## Required work
Show each line from the entries below that contains the word "blue". Copy those lines in full and in their original order.

-- start of Entries shown --

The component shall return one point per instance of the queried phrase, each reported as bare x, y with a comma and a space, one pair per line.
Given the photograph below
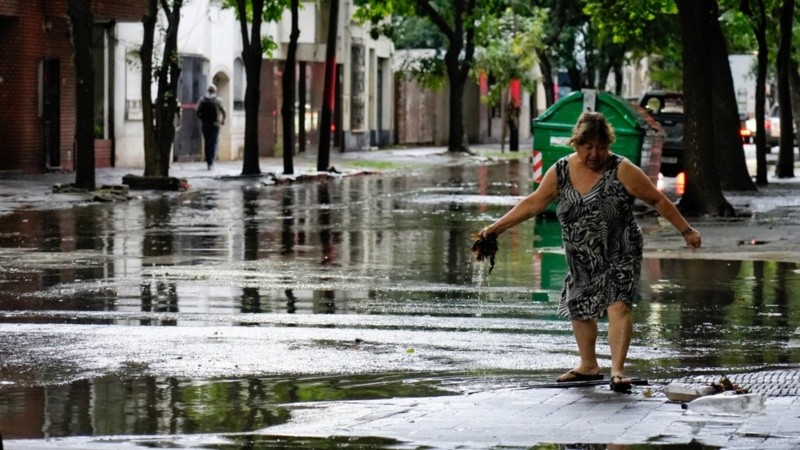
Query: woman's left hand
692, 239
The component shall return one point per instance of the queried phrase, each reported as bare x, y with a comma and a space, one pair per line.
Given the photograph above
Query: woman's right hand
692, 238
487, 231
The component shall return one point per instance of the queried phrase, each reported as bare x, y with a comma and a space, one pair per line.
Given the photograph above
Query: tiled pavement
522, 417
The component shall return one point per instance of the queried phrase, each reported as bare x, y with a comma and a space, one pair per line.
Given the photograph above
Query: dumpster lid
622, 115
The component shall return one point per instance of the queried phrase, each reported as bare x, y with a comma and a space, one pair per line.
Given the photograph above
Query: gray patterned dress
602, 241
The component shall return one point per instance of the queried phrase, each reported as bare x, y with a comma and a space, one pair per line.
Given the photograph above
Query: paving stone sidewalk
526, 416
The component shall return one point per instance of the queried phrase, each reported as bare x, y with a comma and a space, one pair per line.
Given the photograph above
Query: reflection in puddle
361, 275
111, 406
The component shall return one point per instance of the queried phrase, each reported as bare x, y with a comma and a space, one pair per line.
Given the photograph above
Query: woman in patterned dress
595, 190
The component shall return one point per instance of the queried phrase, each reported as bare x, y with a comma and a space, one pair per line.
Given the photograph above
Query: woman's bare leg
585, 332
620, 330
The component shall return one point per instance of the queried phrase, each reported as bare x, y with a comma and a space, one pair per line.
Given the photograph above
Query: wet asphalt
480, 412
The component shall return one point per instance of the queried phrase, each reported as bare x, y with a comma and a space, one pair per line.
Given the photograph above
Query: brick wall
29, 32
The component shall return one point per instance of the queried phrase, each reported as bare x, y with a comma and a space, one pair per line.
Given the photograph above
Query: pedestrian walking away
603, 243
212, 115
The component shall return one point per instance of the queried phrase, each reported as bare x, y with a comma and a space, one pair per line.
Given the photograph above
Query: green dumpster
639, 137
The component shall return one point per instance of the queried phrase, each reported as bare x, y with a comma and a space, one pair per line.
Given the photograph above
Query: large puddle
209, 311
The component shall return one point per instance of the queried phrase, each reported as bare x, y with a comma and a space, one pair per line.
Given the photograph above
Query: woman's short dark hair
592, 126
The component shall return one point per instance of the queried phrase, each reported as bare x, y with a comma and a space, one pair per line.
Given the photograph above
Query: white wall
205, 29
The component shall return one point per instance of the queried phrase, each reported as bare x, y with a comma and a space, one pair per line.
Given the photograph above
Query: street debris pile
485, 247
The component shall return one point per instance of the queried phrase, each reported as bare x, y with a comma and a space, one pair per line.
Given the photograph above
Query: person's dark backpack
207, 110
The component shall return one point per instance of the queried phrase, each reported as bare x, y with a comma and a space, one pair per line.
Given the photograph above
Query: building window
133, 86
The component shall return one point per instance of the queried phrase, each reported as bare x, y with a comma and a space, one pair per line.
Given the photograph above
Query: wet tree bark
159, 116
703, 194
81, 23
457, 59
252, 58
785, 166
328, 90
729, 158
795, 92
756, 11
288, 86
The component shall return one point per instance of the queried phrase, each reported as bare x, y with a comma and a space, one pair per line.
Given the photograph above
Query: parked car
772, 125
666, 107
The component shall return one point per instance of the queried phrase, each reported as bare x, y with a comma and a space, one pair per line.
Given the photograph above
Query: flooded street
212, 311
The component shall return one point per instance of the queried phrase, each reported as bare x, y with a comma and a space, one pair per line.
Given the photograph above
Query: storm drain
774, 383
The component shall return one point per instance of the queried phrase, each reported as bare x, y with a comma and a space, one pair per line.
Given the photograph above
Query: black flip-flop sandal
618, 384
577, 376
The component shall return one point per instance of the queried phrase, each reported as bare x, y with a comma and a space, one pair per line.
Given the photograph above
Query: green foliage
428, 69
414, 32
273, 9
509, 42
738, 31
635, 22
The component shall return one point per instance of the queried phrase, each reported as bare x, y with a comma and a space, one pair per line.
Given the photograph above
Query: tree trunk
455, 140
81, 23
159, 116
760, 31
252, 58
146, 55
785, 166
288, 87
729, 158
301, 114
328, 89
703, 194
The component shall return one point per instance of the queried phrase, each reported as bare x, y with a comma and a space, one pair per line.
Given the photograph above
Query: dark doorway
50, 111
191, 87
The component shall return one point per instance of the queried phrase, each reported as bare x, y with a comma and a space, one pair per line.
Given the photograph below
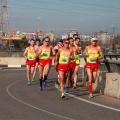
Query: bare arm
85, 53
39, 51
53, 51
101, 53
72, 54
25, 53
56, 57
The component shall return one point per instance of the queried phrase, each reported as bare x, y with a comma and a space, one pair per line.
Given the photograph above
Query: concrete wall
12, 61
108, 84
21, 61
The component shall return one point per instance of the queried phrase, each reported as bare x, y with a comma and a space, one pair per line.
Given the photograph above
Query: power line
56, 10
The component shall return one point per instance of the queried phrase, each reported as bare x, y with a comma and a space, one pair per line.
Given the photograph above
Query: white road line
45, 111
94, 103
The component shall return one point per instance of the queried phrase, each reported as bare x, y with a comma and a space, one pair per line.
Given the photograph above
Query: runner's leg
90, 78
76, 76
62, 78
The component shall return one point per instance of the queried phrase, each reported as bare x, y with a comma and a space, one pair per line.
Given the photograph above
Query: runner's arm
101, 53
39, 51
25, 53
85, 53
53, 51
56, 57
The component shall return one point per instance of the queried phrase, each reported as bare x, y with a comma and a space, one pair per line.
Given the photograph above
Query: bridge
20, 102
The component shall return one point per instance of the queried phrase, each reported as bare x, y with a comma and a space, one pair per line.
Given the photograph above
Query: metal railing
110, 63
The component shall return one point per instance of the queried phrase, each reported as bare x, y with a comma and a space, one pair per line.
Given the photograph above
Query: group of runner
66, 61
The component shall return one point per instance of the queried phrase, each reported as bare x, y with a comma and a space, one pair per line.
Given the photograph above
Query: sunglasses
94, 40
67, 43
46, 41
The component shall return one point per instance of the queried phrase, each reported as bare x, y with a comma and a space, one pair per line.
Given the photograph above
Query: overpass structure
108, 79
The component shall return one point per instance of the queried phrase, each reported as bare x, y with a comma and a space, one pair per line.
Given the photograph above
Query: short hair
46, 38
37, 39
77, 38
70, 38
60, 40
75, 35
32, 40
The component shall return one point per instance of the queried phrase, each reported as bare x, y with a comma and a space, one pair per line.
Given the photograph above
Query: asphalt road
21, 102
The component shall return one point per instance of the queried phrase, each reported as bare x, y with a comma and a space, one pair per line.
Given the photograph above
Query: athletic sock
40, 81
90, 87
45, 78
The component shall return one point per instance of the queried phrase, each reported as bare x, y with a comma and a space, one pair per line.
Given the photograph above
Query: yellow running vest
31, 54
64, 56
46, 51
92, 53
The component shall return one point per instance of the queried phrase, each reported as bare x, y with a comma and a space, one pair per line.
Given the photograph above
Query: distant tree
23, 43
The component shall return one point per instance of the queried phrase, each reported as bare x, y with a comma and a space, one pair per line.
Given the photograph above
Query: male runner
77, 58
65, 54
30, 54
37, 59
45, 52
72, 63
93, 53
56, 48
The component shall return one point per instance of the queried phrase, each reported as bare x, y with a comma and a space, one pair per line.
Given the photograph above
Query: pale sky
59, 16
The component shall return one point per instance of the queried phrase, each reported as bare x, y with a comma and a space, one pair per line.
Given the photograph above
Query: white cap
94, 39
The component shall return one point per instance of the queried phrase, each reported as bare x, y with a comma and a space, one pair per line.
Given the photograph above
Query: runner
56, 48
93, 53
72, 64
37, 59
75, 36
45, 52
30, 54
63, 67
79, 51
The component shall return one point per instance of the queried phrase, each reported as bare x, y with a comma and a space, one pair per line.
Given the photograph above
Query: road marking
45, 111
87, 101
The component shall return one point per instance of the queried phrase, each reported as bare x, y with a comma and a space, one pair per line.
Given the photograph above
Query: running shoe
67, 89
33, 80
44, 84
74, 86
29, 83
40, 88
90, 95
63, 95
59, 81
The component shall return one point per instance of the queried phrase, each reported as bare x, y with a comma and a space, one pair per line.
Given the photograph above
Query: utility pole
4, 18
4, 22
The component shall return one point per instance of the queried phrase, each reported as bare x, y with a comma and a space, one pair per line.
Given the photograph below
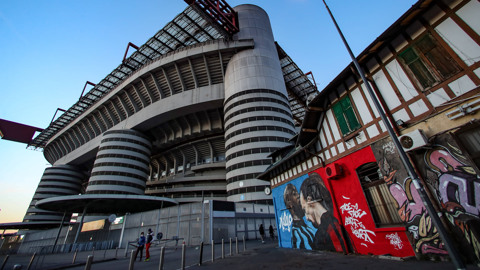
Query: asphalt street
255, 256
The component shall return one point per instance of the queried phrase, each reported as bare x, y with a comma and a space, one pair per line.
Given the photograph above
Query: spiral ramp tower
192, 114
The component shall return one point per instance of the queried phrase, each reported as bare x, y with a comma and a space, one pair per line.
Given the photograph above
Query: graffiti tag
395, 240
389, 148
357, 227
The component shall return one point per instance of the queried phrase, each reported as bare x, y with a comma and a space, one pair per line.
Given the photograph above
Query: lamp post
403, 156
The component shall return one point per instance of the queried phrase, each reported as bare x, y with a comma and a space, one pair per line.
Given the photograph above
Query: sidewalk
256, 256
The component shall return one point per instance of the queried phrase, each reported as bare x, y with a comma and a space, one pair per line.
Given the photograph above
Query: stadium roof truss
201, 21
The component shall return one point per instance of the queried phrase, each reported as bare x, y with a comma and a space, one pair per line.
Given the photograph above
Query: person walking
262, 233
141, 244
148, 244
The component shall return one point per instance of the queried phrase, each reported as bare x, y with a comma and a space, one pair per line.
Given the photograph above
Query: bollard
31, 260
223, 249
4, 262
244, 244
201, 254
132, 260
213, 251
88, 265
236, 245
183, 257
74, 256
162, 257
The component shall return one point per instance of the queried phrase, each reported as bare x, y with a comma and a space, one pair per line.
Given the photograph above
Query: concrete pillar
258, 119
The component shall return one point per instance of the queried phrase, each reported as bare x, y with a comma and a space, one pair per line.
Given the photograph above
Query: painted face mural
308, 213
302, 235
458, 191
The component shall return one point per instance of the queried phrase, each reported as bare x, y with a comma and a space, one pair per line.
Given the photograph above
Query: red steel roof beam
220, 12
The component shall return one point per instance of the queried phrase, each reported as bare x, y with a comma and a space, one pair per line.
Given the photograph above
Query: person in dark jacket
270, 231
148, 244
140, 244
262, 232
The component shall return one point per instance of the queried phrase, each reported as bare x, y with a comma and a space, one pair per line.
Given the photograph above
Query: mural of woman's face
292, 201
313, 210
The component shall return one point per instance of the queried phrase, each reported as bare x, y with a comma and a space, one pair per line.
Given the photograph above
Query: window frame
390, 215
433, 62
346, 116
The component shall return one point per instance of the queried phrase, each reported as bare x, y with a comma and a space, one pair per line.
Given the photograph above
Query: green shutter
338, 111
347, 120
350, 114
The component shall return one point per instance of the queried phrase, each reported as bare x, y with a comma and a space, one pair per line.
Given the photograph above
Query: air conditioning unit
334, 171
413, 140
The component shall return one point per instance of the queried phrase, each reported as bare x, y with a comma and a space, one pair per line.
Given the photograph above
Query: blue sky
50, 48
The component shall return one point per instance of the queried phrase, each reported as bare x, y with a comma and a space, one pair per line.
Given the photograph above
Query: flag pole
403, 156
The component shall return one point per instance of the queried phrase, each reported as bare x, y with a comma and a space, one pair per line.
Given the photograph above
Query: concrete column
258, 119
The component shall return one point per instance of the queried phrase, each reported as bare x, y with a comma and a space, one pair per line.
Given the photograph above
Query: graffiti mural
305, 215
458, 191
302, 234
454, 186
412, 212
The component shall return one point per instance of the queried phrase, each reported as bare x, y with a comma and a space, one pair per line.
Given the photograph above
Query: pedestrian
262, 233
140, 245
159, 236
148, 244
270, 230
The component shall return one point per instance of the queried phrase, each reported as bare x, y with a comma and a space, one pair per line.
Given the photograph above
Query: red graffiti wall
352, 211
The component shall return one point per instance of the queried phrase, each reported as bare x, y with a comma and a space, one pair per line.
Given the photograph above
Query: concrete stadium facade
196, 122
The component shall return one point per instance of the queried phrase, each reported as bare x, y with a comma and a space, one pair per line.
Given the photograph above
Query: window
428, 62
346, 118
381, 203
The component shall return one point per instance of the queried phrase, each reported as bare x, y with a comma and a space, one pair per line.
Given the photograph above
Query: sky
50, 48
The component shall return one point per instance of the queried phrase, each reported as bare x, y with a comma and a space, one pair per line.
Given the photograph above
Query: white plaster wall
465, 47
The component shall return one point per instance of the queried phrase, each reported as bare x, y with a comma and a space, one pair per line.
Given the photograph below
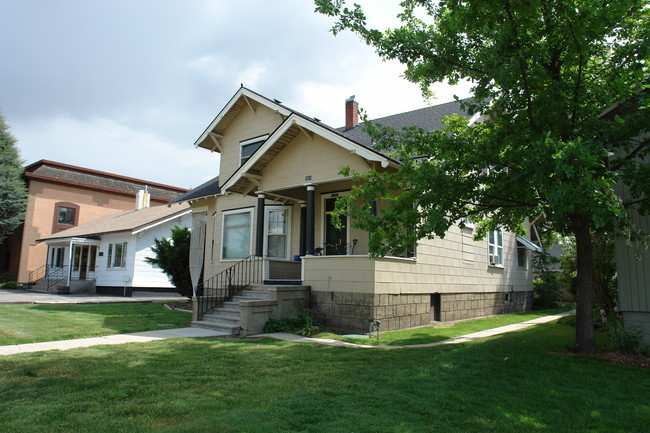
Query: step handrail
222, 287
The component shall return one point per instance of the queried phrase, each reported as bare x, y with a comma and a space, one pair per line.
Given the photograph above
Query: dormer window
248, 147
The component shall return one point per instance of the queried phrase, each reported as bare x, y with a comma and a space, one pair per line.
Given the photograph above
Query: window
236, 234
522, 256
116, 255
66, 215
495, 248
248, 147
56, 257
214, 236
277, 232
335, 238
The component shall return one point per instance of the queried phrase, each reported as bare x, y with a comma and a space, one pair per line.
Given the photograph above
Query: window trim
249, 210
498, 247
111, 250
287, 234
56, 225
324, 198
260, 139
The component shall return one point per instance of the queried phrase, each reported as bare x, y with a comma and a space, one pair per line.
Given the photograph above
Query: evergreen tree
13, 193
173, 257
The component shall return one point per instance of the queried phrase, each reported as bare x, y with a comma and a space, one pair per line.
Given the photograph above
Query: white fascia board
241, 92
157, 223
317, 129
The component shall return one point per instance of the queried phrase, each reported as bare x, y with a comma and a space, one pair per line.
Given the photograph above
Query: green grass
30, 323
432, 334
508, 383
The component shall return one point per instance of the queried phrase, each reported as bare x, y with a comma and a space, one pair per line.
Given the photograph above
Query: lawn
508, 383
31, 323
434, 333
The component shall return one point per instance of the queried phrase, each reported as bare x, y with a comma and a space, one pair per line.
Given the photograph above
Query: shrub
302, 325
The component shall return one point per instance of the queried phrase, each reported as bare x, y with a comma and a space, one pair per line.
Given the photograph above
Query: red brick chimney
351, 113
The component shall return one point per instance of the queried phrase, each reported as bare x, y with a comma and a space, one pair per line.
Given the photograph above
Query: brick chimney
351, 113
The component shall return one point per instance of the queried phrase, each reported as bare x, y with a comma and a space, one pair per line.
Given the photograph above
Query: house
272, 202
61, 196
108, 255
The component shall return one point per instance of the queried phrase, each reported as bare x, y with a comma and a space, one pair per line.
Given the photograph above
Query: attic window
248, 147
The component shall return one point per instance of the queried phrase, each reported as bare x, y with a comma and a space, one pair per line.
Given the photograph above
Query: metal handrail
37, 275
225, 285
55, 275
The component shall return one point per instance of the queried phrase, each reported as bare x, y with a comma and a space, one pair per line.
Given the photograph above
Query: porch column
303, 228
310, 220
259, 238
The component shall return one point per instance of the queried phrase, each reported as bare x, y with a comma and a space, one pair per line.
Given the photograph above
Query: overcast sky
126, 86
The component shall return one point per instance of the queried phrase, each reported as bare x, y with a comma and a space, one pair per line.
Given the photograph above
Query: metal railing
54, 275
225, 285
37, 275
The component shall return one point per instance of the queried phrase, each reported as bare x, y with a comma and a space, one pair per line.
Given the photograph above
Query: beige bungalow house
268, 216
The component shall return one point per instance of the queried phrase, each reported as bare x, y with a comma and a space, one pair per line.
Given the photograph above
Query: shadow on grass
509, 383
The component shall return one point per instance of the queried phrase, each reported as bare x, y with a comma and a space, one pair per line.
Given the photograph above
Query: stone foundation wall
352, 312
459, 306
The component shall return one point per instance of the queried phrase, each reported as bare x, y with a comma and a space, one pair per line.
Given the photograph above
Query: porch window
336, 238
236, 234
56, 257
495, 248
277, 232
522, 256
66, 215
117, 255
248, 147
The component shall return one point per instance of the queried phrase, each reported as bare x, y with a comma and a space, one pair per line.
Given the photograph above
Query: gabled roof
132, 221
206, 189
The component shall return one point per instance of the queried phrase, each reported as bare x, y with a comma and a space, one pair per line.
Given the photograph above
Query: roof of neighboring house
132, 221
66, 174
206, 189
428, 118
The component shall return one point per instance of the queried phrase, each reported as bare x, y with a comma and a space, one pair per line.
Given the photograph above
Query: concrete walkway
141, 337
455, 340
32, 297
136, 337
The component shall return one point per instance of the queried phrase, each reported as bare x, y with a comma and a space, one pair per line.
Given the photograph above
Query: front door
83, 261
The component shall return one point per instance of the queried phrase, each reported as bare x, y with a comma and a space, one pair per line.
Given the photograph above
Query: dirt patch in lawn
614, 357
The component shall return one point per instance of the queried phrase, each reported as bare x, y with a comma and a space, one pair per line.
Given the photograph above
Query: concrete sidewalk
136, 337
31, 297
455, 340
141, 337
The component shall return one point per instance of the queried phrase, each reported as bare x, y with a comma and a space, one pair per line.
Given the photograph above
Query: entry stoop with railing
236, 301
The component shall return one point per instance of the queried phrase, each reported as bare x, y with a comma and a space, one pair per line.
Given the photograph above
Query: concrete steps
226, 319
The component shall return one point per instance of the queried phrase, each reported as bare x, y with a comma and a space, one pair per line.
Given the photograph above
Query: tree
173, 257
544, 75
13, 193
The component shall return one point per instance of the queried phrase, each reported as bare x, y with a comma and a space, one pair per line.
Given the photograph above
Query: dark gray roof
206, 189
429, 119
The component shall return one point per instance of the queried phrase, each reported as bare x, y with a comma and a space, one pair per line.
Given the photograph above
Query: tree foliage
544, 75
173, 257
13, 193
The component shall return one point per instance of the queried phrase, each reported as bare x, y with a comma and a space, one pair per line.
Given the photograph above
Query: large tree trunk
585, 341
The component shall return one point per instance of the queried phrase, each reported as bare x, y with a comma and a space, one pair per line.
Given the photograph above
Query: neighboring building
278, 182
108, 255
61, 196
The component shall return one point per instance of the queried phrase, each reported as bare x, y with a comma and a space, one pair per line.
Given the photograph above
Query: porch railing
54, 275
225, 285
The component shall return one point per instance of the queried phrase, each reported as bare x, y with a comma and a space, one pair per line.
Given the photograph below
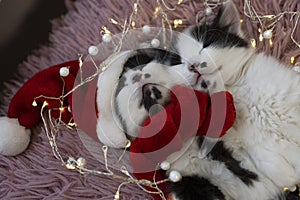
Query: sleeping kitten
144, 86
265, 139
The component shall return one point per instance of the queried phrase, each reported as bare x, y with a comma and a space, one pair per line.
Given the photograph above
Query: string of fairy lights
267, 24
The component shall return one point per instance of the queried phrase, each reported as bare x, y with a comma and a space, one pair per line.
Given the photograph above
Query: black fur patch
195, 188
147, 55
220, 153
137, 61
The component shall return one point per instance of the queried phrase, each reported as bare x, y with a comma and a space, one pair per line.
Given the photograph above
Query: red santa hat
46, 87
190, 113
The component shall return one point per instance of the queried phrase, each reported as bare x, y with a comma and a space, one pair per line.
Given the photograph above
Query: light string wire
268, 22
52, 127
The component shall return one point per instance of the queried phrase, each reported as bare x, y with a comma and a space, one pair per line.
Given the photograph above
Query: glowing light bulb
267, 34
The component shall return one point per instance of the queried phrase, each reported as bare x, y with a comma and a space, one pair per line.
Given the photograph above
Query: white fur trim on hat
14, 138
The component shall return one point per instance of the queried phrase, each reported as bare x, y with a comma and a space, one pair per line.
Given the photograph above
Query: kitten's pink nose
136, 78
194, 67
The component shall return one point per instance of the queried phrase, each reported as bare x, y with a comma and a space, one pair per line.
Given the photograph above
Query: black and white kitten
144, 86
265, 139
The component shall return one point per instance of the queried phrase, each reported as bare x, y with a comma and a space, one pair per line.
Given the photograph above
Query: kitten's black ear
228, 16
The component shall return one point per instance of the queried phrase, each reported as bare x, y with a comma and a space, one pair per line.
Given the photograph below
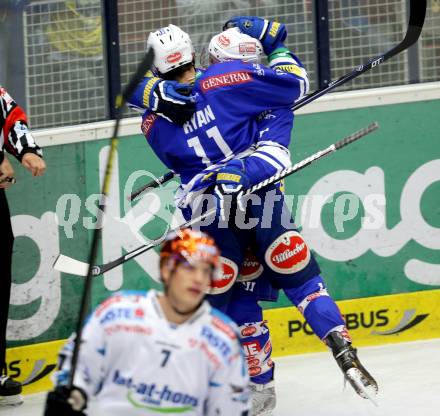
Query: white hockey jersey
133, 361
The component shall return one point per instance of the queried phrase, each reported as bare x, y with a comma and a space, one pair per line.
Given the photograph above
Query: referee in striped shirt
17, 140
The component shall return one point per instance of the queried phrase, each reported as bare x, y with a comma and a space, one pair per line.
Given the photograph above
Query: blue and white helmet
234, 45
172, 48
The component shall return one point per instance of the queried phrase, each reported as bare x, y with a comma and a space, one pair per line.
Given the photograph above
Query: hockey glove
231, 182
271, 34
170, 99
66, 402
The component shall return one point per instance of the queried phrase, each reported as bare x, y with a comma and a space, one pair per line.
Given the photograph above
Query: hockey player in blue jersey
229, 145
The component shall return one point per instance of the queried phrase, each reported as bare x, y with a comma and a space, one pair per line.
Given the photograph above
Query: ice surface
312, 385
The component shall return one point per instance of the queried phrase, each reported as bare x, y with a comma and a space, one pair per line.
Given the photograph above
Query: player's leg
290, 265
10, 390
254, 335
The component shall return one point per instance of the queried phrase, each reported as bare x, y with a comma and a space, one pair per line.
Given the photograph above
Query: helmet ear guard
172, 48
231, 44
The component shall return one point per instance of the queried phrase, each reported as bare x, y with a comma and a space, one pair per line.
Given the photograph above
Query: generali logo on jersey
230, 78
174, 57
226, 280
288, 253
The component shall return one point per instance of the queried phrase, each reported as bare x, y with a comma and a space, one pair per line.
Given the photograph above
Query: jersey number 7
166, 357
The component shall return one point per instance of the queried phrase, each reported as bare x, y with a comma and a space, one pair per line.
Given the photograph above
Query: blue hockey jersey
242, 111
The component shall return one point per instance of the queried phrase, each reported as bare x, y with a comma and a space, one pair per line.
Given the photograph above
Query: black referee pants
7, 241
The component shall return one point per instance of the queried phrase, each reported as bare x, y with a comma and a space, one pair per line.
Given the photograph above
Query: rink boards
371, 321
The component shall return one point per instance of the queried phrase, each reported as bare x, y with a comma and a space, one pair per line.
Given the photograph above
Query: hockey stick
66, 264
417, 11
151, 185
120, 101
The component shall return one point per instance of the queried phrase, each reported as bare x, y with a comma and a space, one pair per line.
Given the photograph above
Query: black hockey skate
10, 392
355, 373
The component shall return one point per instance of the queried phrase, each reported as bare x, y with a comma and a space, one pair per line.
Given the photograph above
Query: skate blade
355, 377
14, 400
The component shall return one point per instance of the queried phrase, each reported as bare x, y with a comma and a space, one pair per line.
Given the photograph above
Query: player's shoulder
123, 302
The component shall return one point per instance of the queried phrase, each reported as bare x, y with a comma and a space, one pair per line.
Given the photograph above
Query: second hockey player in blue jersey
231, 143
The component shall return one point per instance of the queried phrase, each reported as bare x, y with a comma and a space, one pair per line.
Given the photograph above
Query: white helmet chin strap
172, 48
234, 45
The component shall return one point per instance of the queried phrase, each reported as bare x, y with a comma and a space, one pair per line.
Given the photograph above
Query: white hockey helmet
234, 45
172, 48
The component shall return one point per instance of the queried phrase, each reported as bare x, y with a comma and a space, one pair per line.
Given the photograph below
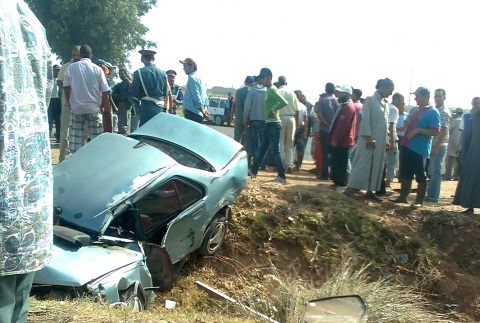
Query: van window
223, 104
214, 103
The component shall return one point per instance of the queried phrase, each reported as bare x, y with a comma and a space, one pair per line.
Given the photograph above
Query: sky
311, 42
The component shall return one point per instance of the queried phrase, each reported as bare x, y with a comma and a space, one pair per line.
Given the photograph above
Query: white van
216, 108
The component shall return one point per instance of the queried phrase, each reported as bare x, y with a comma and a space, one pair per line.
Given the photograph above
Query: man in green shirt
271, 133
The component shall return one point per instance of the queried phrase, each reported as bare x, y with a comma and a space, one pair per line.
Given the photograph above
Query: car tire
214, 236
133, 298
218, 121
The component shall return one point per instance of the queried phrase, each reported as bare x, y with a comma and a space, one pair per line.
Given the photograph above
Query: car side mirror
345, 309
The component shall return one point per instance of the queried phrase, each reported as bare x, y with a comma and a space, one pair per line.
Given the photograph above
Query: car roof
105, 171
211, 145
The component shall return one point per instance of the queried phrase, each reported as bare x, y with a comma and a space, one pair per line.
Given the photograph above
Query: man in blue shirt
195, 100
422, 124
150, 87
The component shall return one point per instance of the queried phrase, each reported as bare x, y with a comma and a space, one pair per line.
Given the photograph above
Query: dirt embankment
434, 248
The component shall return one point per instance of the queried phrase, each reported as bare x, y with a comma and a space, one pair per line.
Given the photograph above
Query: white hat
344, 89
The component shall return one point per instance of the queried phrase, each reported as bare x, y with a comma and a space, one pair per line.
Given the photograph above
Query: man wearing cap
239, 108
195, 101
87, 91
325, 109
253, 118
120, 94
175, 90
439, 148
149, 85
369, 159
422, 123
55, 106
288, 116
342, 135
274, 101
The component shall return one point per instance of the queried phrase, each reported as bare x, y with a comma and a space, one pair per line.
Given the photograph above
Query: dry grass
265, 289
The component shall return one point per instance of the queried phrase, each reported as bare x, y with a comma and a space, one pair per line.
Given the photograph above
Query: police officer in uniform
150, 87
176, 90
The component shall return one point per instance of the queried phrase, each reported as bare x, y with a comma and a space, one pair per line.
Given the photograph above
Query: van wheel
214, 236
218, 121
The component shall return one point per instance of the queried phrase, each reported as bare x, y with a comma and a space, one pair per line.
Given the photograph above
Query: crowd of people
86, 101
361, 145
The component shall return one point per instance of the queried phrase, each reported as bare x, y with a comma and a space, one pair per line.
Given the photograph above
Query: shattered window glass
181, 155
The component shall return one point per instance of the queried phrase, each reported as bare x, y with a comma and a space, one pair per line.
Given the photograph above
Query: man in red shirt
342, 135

-- end of Entries shown --

## Result
Query: blue sky
Query: blue and white helmet
Query: hockey player in blue jersey
Query: blue hockey jersey
Query: second hockey player in blue jersey
Query: man in blue shirt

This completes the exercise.